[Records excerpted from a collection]

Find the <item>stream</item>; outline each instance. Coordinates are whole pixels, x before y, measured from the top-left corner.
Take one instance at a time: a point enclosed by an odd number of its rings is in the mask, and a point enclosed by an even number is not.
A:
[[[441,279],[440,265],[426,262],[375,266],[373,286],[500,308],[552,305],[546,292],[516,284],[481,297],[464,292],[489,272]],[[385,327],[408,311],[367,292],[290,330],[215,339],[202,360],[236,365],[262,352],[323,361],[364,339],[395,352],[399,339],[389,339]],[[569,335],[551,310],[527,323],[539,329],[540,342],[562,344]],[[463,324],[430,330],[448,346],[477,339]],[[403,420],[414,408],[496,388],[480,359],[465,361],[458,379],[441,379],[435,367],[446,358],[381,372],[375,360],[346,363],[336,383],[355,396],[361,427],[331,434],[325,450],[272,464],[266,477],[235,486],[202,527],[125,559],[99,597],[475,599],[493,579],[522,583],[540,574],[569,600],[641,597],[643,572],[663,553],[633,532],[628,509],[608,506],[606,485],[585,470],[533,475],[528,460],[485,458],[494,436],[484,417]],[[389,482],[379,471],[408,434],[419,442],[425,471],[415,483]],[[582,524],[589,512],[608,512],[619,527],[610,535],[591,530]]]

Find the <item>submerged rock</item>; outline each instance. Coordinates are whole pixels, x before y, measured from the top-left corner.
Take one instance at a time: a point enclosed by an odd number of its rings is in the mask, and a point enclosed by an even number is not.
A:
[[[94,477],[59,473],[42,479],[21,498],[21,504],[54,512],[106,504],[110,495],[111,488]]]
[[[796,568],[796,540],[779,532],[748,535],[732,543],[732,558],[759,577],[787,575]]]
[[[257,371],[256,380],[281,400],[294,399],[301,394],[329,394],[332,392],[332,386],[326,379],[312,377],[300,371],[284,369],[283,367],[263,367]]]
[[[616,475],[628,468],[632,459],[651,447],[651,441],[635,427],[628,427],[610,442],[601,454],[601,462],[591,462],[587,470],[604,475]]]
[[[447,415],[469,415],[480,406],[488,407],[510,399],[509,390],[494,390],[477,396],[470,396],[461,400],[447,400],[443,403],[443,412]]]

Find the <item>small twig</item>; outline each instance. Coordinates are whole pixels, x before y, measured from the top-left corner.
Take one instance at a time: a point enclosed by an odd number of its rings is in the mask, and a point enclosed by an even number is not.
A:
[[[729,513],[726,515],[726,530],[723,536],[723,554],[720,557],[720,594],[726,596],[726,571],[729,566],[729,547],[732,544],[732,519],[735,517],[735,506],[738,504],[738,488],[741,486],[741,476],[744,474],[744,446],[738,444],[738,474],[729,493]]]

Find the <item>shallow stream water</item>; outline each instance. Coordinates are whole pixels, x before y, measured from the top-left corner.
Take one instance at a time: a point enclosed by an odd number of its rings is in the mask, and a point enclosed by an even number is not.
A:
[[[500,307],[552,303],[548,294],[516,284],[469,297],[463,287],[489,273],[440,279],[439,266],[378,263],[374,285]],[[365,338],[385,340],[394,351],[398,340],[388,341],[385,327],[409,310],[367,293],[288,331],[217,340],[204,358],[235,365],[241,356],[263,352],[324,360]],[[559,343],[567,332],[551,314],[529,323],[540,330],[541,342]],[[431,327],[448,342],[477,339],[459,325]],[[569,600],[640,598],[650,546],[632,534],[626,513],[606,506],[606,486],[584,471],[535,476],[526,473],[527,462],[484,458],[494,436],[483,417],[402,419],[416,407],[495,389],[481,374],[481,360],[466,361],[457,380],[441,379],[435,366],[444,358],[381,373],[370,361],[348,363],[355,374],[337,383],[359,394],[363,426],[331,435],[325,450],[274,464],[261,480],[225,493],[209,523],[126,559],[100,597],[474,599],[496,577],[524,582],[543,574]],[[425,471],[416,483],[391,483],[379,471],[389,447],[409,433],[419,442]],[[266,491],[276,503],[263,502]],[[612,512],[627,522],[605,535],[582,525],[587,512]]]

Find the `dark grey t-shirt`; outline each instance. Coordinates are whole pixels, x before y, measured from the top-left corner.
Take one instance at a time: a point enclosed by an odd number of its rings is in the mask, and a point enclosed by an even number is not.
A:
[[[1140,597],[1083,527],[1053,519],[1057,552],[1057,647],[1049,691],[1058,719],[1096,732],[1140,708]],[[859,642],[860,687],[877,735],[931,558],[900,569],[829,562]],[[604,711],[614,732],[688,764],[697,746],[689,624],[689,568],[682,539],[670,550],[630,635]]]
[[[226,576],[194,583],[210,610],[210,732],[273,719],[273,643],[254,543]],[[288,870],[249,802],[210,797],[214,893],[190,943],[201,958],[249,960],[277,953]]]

---

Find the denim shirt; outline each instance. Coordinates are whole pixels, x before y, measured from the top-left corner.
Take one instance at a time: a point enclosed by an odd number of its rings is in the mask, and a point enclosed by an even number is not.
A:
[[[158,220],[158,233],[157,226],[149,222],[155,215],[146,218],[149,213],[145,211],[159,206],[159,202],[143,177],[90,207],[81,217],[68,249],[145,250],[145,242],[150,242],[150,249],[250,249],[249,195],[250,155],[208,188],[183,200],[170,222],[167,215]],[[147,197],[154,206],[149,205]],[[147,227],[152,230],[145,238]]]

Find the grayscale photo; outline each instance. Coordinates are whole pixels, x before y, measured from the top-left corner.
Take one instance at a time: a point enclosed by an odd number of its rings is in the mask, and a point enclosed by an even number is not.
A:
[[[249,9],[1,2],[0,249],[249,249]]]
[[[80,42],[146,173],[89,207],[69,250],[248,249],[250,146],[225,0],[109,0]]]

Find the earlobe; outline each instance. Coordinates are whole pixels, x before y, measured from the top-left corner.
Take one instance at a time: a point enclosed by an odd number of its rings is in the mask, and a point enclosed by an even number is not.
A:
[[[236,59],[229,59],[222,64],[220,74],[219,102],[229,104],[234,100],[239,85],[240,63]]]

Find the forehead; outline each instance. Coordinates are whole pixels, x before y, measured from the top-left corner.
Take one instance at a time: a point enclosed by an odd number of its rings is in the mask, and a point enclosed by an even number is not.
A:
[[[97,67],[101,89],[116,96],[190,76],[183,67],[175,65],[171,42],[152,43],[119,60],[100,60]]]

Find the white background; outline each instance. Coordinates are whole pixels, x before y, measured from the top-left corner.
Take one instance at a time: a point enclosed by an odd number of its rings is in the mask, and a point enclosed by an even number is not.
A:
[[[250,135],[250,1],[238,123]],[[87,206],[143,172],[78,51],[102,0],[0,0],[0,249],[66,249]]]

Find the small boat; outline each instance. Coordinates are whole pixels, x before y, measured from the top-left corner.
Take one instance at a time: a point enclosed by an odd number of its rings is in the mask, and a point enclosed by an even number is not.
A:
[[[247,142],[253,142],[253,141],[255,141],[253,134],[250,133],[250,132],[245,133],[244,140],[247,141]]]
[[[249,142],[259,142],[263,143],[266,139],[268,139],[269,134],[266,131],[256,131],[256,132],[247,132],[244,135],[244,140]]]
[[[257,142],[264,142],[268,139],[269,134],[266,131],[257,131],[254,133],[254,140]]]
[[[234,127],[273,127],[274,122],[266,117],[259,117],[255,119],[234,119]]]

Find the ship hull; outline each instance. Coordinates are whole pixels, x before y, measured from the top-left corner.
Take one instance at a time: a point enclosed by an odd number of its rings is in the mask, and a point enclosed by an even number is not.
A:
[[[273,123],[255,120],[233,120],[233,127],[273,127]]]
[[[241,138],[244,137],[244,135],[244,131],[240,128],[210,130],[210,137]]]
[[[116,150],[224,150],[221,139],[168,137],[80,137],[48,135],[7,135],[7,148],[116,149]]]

Exercise description. Reply with a number alone, the number of lines of the records that hold the word "shirt".

Reply. 2